### The input
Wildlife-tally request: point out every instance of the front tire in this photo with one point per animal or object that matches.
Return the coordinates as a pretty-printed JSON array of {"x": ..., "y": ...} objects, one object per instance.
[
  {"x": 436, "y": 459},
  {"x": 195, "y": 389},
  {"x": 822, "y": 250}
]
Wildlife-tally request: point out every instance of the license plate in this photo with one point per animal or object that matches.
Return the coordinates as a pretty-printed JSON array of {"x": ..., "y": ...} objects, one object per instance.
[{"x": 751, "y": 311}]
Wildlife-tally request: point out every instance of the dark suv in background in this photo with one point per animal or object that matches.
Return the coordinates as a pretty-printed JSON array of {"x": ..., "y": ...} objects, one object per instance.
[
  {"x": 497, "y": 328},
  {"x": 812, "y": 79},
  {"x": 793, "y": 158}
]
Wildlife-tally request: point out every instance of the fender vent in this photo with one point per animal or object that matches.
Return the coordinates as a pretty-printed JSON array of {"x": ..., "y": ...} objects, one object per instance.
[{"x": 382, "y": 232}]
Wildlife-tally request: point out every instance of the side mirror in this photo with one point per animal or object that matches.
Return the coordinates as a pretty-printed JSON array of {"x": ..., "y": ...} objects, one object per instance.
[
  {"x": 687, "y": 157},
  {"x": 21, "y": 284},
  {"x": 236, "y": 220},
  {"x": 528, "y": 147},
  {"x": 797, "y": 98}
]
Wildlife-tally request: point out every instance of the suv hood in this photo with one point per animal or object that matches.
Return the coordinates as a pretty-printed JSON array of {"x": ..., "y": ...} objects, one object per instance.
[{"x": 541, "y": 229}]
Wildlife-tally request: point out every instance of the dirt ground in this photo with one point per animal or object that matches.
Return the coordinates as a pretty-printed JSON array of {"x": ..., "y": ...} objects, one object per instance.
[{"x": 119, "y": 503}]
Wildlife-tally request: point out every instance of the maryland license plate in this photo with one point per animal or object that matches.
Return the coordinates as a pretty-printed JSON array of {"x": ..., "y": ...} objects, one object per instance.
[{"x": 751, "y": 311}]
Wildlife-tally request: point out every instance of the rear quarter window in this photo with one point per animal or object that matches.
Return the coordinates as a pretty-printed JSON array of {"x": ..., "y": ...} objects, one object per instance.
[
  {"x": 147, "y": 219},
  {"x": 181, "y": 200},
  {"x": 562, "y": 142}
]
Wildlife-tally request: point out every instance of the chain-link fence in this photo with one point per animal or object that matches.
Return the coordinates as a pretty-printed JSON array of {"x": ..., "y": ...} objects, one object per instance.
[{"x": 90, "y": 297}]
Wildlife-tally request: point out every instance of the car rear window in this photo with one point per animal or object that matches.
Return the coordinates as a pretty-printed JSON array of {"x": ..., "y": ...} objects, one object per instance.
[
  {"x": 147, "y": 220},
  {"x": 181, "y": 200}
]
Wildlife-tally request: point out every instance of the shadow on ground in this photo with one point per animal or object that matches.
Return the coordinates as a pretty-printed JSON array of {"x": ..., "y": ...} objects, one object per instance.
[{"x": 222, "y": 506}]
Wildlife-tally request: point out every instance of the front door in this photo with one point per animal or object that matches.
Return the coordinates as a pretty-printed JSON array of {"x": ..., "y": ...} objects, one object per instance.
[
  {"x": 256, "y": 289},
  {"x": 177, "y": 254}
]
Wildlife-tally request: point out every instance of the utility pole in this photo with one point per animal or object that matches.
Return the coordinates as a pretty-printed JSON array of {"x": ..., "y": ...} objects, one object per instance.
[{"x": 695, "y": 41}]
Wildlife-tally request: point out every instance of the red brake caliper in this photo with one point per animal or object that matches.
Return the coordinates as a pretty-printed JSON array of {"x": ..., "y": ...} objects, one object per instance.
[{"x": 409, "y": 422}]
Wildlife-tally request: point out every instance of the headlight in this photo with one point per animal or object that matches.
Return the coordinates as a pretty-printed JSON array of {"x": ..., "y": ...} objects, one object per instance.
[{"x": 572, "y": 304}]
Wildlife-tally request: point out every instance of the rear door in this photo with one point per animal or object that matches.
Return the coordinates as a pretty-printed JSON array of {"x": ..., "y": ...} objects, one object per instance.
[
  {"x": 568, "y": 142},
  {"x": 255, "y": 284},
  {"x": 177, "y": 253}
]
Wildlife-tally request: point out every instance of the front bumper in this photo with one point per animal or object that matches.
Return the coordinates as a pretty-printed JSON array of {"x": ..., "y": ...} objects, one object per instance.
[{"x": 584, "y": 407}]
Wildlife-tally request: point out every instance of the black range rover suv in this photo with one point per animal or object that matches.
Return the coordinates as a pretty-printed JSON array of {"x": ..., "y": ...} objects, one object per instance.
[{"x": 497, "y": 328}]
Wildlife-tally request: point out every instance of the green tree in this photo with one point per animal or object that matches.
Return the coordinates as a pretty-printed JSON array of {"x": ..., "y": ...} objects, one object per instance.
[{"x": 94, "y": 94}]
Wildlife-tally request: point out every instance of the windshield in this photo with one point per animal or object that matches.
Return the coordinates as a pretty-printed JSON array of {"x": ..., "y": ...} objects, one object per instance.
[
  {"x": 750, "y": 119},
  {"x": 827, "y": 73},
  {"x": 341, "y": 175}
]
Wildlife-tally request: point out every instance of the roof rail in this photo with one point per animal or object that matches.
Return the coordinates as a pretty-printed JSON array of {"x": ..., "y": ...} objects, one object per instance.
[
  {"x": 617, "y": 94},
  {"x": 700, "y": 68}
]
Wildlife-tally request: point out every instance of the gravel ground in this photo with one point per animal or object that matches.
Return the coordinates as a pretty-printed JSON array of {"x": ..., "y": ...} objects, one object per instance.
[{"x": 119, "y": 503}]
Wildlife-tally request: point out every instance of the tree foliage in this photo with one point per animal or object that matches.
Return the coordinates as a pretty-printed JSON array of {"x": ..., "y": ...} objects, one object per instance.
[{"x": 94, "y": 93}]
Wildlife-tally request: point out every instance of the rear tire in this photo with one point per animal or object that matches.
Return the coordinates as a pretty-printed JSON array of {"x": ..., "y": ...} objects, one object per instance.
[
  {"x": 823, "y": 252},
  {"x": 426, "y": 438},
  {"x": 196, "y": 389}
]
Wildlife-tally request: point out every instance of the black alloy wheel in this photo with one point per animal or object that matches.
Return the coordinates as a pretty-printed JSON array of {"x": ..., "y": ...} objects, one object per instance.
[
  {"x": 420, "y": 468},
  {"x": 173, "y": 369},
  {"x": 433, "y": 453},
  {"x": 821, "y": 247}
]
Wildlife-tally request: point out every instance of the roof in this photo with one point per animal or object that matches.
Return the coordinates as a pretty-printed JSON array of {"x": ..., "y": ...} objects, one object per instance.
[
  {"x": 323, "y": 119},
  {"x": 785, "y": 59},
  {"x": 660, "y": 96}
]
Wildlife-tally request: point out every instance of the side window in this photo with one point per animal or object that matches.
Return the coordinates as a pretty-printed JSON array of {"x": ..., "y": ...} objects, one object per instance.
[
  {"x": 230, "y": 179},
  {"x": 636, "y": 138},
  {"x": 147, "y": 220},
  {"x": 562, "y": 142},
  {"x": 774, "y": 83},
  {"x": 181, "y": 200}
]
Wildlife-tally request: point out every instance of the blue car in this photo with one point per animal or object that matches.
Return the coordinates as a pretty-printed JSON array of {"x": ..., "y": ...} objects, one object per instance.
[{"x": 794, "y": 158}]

### Exercise brief
Copy all of the entries above exactly as shown.

### Problem solution
Wildlife-tally request: point out every instance of the front tire in this photo with one point per animal or object that matches.
Return the coordinates as a pretty-printed JSON array of {"x": ..., "y": ...} objects, one object per instance.
[
  {"x": 436, "y": 459},
  {"x": 195, "y": 389},
  {"x": 822, "y": 250}
]
Wildlife-tally request: point out every instance of the license plate in this photo with one point per animal or object that matches.
Return the coordinates as a pretty-printed JSON array of {"x": ..., "y": ...} objects, one object per instance.
[{"x": 751, "y": 311}]
Wildlife-tally request: point out every instance of the dark suv in background in this photo with one point per animal or object that matches.
Return the coordinates as a pretty-printed JSON array of {"x": ..., "y": ...} objects, one object per instance.
[
  {"x": 497, "y": 328},
  {"x": 812, "y": 79},
  {"x": 793, "y": 158}
]
Wildlife-tally request: point out every instance of the fender vent in this photo with one point per animal or object that matches.
Return the coordinates as a pretty-printed JSON array of {"x": ..., "y": ...} objects, one object per instance.
[{"x": 382, "y": 232}]
Wildlife-tally request: point out every instance of the side mirror in this photo with one point per animal or object that matches.
Return the coordinates as a pretty-printed JSON array of {"x": ..., "y": ...} objects, one object per instance.
[
  {"x": 687, "y": 157},
  {"x": 21, "y": 284},
  {"x": 236, "y": 220},
  {"x": 528, "y": 147},
  {"x": 797, "y": 98}
]
Wildlife-tally request: point out every instance of the suv hood in this photo with one point per animal or object that matches.
Return the coordinates as a pretty-printed JSON array of {"x": ..., "y": ...} objects, one object per instance.
[{"x": 541, "y": 229}]
Wildlife-tally request: point out every instance of the dirt ground in this photo with one point per animal or object that matches.
Return the coordinates as a pretty-printed JSON array of {"x": ..., "y": ...} objects, one object per instance.
[{"x": 119, "y": 503}]
Wildlife-tally request: point out every instance of the maryland license plate in this photo with one point per animal or object that matches.
Return the coordinates as a pretty-printed JSON array of {"x": ..., "y": ...} objects, one object per instance.
[{"x": 751, "y": 311}]
Wildlife-tally request: point out every instance of the rear quarter window in this photo with one point per animal or object that matches.
Return the coordinates as a pretty-printed JSON array of {"x": ..., "y": ...} objects, one object per instance.
[
  {"x": 147, "y": 219},
  {"x": 181, "y": 200},
  {"x": 562, "y": 142}
]
Wildlife-tally request: point out every instance of the chain-link fence in this photo with one point per animal or object that matches.
Return the coordinates as a pretty-printed JSON array of {"x": ..., "y": ...} objects, one object per instance.
[{"x": 90, "y": 297}]
Wildlife-tally request: point out every instance of the car rear window in this photo with one point per animal or object that matches.
Return the coordinates as a pretty-printed JSON array of {"x": ..., "y": ...} objects, one object per instance.
[
  {"x": 147, "y": 220},
  {"x": 181, "y": 200}
]
Wildlife-tally request: point out every instance of the shadow on ground in this photo with one point per animal or object that matches.
Return the coordinates as a pretty-printed JSON array of {"x": ..., "y": ...} objects, one object per instance.
[{"x": 222, "y": 506}]
Wildlife-tally request: point out every instance of the front door in this photo with one point per animal or object that matches.
Return the coordinates as a pretty-printed JSON array of {"x": ..., "y": ...} objects, one object per instance.
[
  {"x": 256, "y": 289},
  {"x": 177, "y": 254}
]
Wildlife-tally request: point out every instance of the utility pole in this photo with one point per animal or object that matches.
Return the coordinates as a pretty-printed JSON array of {"x": ..., "y": ...} objects, one object per instance.
[{"x": 695, "y": 41}]
Wildlife-tally request: point out every instance of the red brake caliper in this photo with one point per animal or object that matches.
Return the coordinates as a pretty-printed JSON array of {"x": ..., "y": ...} objects, one object per instance.
[{"x": 409, "y": 422}]
Wildlife-tally request: point out every instance of the headlight in this photo with one point per animal or object that matches.
Return the coordinates as a pretty-printed JSON array of {"x": ..., "y": ...} objects, one object per instance.
[{"x": 572, "y": 304}]
Wildlife-tally request: point out every instance of the rear door in this photo with one point per animal or object that matches.
Return the coordinates as a pretty-printed JSON array of {"x": ..., "y": ...} objects, one object per instance.
[
  {"x": 568, "y": 142},
  {"x": 255, "y": 284},
  {"x": 177, "y": 253}
]
Wildlife-tally request: point out every instance of the front bumper in this photo with one point per animal or object that matches.
Return the coordinates as a pretty-printed JSON array of {"x": ..., "y": ...} objects, one object per instance.
[{"x": 584, "y": 407}]
Wildlife-tally request: point out every instance of the black range rover suv in this photo with one point per animal or object that matches.
Return the coordinates as a pretty-printed JSON array of {"x": ..., "y": ...} objects, one object per instance.
[{"x": 497, "y": 328}]
Wildlife-tally request: point out every instance of the green tree in this photo with one point per animal or object that matches.
Return the coordinates as a pretty-printed JSON array of {"x": ..., "y": ...} objects, one object per instance.
[{"x": 94, "y": 94}]
Wildlife-tally request: point out every instance of the windshield in this photo with one point per animal or object that matches.
Return the coordinates as a pretty-printed JSON array of {"x": ..., "y": ...} objects, one object per instance.
[
  {"x": 750, "y": 119},
  {"x": 827, "y": 73},
  {"x": 341, "y": 175}
]
Wildlife-tally request: point out every instance of the roof rail in this photo with one point per animal or object that matches.
Return the coordinates as a pretty-printed JSON array of {"x": ..., "y": ...} objects, one object per instance.
[
  {"x": 617, "y": 94},
  {"x": 700, "y": 68}
]
Wildlife-tally request: point out every instance of the gravel ground in this photo with one point per animal or object that matches.
Return the coordinates as a pretty-printed JSON array of {"x": ..., "y": ...} objects, one object per instance.
[{"x": 119, "y": 503}]
Wildlife-tally request: point out every instance of the tree foliage in this photo with one point per animal or object that matches.
Return the coordinates as a pretty-printed JSON array of {"x": ..., "y": ...} objects, one object per instance.
[{"x": 94, "y": 93}]
Wildlife-tally request: point out every instance of the rear tire in this photo with one point per animal or object that matches.
Return the coordinates as a pretty-printed JSON array of {"x": ..., "y": ...} objects, one object per instance.
[
  {"x": 823, "y": 252},
  {"x": 426, "y": 438},
  {"x": 196, "y": 389}
]
Wildlife-tally request: point out every instance of the black alloy wheel in this photo with one point per animal or object that matches.
Return the coordinates as a pretty-printed JSON array of {"x": ..., "y": ...} objects, one object per instance.
[
  {"x": 420, "y": 468},
  {"x": 173, "y": 369},
  {"x": 433, "y": 453},
  {"x": 821, "y": 247}
]
Wildlife-tally request: point out every instance of the roof in this photo with one point per animal or object that matches.
Return the coordinates as a pretty-printed JSON array of {"x": ..., "y": ...} objects, one object per instance.
[
  {"x": 323, "y": 119},
  {"x": 785, "y": 59},
  {"x": 660, "y": 96}
]
Wildlife-tally request: point out every instance of the side window in this photo with one point per animal or object that matches.
Return the coordinates as a pretty-printed JSON array of {"x": ..., "y": ...} objects, one object per instance.
[
  {"x": 230, "y": 179},
  {"x": 636, "y": 138},
  {"x": 147, "y": 220},
  {"x": 562, "y": 142},
  {"x": 774, "y": 83},
  {"x": 181, "y": 200}
]
Wildlife-tally request: point out every instance of the blue car in this photo with one point per animal or object that matches.
Return the coordinates as a pretty-printed JSON array of {"x": ..., "y": ...} objects, one object per instance.
[{"x": 794, "y": 158}]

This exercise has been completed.